### WORK REQUEST A
Can you copy out the part of the inflation commentary between "The Biden administration" and "from June 2022.", inclusive?

### TEXT UNDER STUDY
☆ ☆ ☆ ☆ ☆
Figure: 1 Month Over Month Inflation

The Biden administration is doing everything it can to help the Fed in its inflation fight by once again tapping the Strategic Petroleum Reserve (SPR) to try and bring down Energy prices. This is a completely irresponsible use of valuable resources. The charts above and below confirm that it definitely helps because, during the pause in the SPR drawdown, the Energy prices were up or close to flat (Jan, Feb, and Apr).

Figure: 2 SPR Inventory

The YoY CPI rise saw a big decline from 4.9% to 4%. This was forecasted last month in an analysis that showed the CPI was two months away from bottoming. This is due to the big months coming off the board. Last May, the CPI rose by .92%. As this was replaced by .12% this month, it naturally brought down the YoY number. Next month could see an even bigger decline as 1.21% comes off the 12-month calendar from June 2022.

Figure: 3 Year Over Year Inflation

Looking at the 12-month trend shows multiple categories are near or above their 12-month trends. This is particularly concerning in Commodities which represent 21.3% of the CPI. Shelter was slightly below the 12-month trend at 0.6%. This still annualized to a 7.4% increase in Shelter. This is especially dangerous in the CPI formula because it makes up 34.6% of the CPI calculation.
☆ ☆ ☆ ☆ ☆
### PROVIDED RECORDS
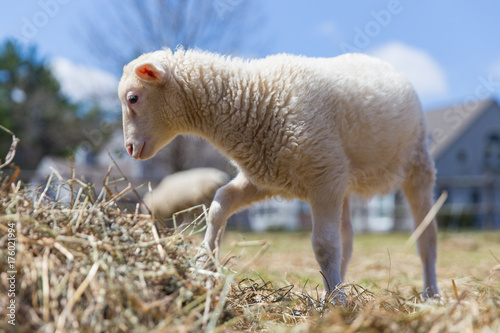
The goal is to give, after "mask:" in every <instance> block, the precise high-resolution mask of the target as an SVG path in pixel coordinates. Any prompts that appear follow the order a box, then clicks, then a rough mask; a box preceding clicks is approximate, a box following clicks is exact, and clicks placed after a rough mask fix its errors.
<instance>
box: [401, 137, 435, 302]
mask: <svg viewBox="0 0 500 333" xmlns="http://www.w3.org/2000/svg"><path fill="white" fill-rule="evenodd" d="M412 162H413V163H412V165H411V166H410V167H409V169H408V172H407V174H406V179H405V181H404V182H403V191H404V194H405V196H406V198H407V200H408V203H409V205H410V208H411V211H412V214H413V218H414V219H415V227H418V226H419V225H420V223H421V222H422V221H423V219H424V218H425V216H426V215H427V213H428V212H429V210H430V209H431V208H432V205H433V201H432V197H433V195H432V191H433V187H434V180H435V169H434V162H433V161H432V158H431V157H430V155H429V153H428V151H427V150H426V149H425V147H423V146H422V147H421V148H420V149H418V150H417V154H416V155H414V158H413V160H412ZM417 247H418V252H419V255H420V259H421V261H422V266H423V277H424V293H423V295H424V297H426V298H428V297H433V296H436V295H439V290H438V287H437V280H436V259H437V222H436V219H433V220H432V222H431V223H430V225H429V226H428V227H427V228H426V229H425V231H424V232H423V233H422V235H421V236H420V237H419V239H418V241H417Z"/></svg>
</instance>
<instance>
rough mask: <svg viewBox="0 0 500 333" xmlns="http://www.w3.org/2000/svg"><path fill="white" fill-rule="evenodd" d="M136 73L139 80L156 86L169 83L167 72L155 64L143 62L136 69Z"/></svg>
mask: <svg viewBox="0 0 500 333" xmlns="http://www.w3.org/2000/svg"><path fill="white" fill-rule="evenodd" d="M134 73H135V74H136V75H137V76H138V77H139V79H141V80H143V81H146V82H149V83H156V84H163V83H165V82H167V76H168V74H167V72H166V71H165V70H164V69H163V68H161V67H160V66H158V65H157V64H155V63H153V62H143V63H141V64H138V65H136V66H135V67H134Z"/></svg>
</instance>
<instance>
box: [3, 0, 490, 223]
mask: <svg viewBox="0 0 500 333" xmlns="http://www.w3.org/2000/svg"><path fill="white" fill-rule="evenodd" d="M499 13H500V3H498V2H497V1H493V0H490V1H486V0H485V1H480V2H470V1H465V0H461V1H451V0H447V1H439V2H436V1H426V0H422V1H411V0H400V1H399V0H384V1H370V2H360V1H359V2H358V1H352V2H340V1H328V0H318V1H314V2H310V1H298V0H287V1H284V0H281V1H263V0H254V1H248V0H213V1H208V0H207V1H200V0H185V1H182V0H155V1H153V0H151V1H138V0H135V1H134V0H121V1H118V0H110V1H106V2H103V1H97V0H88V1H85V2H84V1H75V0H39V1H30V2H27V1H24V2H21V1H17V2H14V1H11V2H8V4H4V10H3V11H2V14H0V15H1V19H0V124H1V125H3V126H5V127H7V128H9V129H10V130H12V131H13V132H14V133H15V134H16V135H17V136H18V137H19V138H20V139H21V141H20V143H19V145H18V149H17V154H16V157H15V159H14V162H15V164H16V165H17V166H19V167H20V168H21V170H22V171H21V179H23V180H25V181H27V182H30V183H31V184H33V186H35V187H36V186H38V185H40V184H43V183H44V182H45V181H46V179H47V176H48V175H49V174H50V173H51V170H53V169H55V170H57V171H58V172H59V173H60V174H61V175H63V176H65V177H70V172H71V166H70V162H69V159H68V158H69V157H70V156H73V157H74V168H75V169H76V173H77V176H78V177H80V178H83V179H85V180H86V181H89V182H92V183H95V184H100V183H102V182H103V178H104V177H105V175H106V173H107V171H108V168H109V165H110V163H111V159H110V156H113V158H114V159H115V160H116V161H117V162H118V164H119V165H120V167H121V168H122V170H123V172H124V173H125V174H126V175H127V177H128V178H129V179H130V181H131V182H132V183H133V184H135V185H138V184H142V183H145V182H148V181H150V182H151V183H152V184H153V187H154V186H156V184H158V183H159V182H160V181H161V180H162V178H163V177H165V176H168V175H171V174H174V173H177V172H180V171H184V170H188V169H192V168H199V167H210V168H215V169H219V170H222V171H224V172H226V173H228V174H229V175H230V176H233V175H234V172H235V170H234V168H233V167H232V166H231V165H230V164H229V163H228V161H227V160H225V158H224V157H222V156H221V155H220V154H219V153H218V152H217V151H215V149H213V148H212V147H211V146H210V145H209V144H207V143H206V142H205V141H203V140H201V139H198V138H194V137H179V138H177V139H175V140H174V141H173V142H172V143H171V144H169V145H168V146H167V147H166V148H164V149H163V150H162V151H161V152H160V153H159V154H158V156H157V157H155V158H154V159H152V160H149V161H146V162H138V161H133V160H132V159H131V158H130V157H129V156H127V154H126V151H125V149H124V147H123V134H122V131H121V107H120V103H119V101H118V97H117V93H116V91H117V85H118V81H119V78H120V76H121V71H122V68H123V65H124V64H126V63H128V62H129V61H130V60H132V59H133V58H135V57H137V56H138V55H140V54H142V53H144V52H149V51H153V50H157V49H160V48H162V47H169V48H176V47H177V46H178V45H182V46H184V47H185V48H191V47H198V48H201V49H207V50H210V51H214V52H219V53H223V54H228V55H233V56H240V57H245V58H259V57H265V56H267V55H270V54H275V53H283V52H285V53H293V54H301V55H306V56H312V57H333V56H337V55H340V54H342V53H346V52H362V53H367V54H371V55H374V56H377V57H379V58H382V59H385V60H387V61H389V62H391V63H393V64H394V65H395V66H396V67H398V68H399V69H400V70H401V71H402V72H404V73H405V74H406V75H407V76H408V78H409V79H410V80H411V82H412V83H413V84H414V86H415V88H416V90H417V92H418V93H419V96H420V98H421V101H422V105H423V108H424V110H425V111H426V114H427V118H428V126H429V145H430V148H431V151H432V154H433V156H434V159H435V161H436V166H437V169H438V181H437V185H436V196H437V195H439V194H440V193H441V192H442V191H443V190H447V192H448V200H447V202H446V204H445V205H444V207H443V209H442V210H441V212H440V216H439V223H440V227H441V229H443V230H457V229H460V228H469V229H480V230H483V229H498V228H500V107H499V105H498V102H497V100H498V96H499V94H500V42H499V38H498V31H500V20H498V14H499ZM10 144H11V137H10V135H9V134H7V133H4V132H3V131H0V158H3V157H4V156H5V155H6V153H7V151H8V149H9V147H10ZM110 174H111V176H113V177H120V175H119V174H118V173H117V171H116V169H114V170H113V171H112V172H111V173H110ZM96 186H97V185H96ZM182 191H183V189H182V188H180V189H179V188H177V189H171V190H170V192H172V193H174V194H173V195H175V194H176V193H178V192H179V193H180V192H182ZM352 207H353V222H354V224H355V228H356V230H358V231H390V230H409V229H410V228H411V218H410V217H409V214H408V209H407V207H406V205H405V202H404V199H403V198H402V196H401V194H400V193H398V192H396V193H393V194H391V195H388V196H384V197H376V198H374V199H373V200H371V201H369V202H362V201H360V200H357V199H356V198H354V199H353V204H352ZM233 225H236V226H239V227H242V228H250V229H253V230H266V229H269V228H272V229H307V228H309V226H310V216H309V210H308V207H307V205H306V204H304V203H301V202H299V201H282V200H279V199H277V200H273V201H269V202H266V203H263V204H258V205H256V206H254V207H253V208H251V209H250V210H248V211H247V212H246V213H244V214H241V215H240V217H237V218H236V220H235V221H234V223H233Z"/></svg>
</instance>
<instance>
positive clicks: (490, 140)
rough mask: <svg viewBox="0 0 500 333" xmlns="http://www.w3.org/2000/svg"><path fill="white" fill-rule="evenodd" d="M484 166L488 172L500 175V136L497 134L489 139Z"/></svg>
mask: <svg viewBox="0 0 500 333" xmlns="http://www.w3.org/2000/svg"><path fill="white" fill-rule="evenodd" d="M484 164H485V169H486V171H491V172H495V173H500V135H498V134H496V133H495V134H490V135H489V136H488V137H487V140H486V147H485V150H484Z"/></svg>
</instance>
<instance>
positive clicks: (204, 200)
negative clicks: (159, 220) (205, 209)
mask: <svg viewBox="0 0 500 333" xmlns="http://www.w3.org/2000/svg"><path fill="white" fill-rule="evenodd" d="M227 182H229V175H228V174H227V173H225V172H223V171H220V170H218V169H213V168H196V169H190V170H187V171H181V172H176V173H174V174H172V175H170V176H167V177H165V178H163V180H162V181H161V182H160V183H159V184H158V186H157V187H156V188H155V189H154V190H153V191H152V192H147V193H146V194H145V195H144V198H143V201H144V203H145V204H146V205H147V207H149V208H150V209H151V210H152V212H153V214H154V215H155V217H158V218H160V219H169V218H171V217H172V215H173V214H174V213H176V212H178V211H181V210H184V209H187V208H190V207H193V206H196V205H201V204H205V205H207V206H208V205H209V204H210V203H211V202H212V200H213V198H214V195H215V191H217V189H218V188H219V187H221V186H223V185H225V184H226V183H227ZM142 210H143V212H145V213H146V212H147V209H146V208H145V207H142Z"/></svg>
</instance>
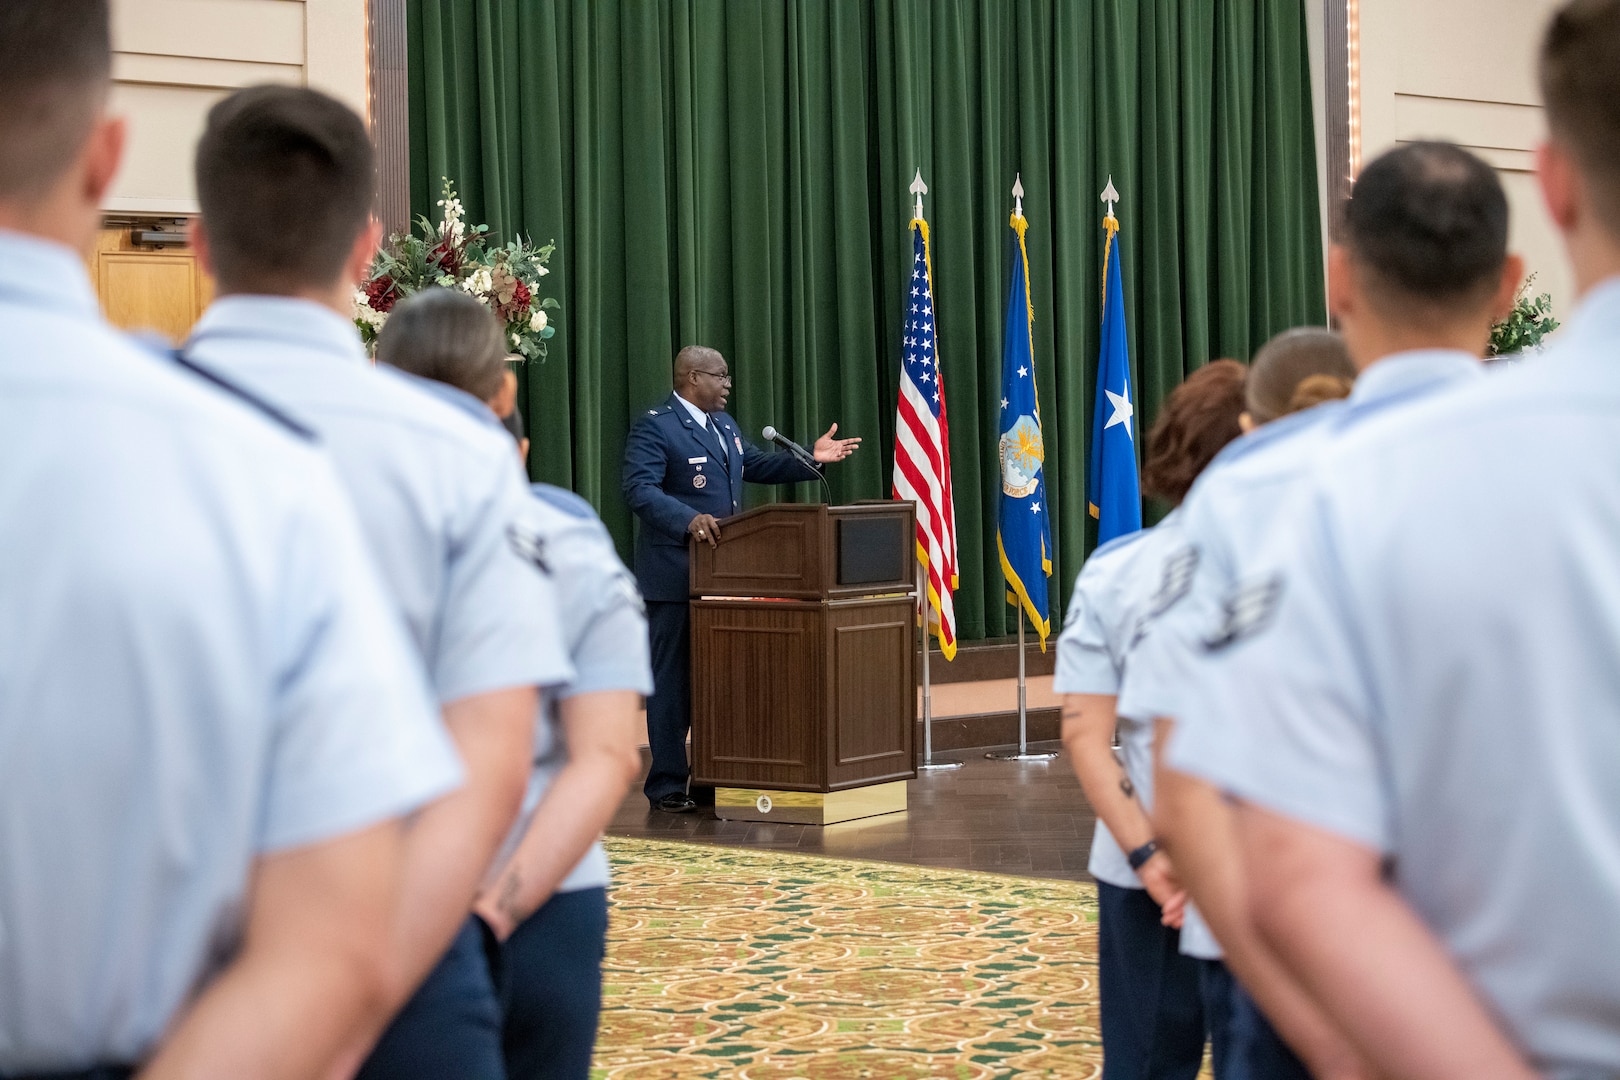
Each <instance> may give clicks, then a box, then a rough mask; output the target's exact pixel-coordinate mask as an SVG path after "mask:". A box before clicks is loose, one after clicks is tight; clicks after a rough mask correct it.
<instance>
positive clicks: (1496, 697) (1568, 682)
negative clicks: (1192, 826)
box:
☆ ☆ ☆ ☆ ☆
### WORK REQUEST B
Could you render the lines of the listing between its start and the line holding "box: [401, 137, 435, 302]", inclusive, as a numbered list with blank lines and pictures left out, and give only those lines?

### REPLY A
The Biden administration is doing everything it can to help the Fed in its inflation fight by once again tapping the Strategic Petroleum Reserve (SPR) to try and bring down Energy prices. This is a completely irresponsible use of valuable resources. The charts above and below confirm that it definitely helps because, during the pause in the SPR drawdown, the Energy prices were up or close to flat (Jan, Feb, and Apr).

Figure: 2 SPR Inventory

The YoY CPI rise saw a big decline from 4.9% to 4%. This was forecasted last month in an analysis that showed the CPI was two months away from bottoming. This is due to the big months coming off the board. Last May, the CPI rose by .92%. As this was replaced by .12% this month, it naturally brought down the YoY number. Next month could see an even bigger decline as 1.21% comes off the 12-month calendar from June 2022.

### REPLY B
1. The goal is to give, after "mask:" in every <instance> block, the precise high-resolution mask of the target as an SVG path in pixel coordinates. Any prompts that appear follow the order a box, then clicks, then a rough mask; a box preceding clicks is approximate, a box following clicks is exact, and clicks placed after a rough mask fix its errors.
2. <instance>
3. box: [401, 137, 435, 302]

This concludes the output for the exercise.